E o o homem do leme disse, tremendo:
»El-Rei D.João Segundo!"
- Fernando Pessoa, "Mensagem"

A figura do mostrengo é eloquente. Ainda hoje brame, para quem o quiser ouvir. Ainda hoje apavora quem o escuta e, pelo zoar do seu estrugir desumano, o imagina envolto em fiapos de tormento e cortinas de pesadelo.
Em Quinhentos, nesse tempo de coragem, de Audácia, mais que de ganância, os mares ressumbravam, infestados. Ao longe, nos oceanos, que iam vomitar-se lugubremente no abismo tartárico, senão na goela insaciável do próprio inferno em chamas, uivavam abominações medonhas, habitavam pavores inomináveis. Sob o manto vertiginoso das águas, moravam braços descomunais, tentáculos mortíferos, mandíbulas escancaradas prontas a devorar, a varrer e a despedaçar, sem dó nem piedade, a casca de noz e o insecto que se atrevessem, que experimentassem a viagem, que ousassem sequer o pensamento. Enfim, emboscados, sempre à espreita, famintos de dor e carne humana, cardumes de horrores patrulhavam os mares ignotos. Para quem escondia os olhos –como hoje ainda esconde -, o mostrengo era tudo isso. Escutava-se e dava vontade de nunca ter nascido.
Mas, na verdade, o mostrengo não habitava os mares: rodopiava fantasmagórico na alma dos homens. Tolhia-lhes o ânimo e quebrantava-lhes a força. E chiava –oh, com que tenebror ele chiava! - a enregelar o coração e a liquefazer a espinha. Que até os dentes crepitavam, os cabelos encaneciam e o chão nos chamava, em refúgio, para o mais humilde e obscuro dos seus orifícios.

* [Material fornecido]:
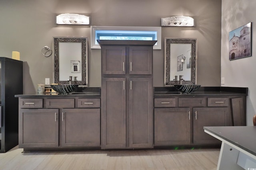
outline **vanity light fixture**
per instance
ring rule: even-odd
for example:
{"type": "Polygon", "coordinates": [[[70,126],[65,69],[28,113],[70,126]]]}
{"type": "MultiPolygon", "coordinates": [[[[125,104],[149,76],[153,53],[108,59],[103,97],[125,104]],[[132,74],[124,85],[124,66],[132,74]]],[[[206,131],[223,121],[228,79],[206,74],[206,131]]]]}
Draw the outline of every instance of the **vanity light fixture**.
{"type": "Polygon", "coordinates": [[[57,24],[89,25],[90,17],[77,14],[62,14],[56,16],[57,24]]]}
{"type": "Polygon", "coordinates": [[[194,18],[188,16],[172,16],[161,19],[161,26],[171,27],[192,27],[194,18]]]}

* [Tarefas escritas]:
**1.** Reproduza fielmente o trecho do texto sobre o mostrengo que vai de "E o o homem" a "cortinas de pesadelo.".
**2.** Responda, com base no texto sobre o mostrengo:
(a) Quem diz "El-Rei D.João Segundo!" na citação inicial?
(b) Em que época os mares ressumbravam, infestados?
(c) Onde rodopiava o mostrengo, na verdade?
Os registos não têm qualquer relação com o texto sobre o mostrengo.

* [Lista de soluções]:
**1.**
E o o homem do leme disse, tremendo:
»El-Rei D.João Segundo!"
- Fernando Pessoa, "Mensagem"

A figura do mostrengo é eloquente. Ainda hoje brame, para quem o quiser ouvir. Ainda hoje apavora quem o escuta e, pelo zoar do seu estrugir desumano, o imagina envolto em fiapos de tormento e cortinas de pesadelo.

**2.**
(a) O homem do leme, tremendo.
(b) Em Quinhentos.
(c) Na alma dos homens, e não nos mares.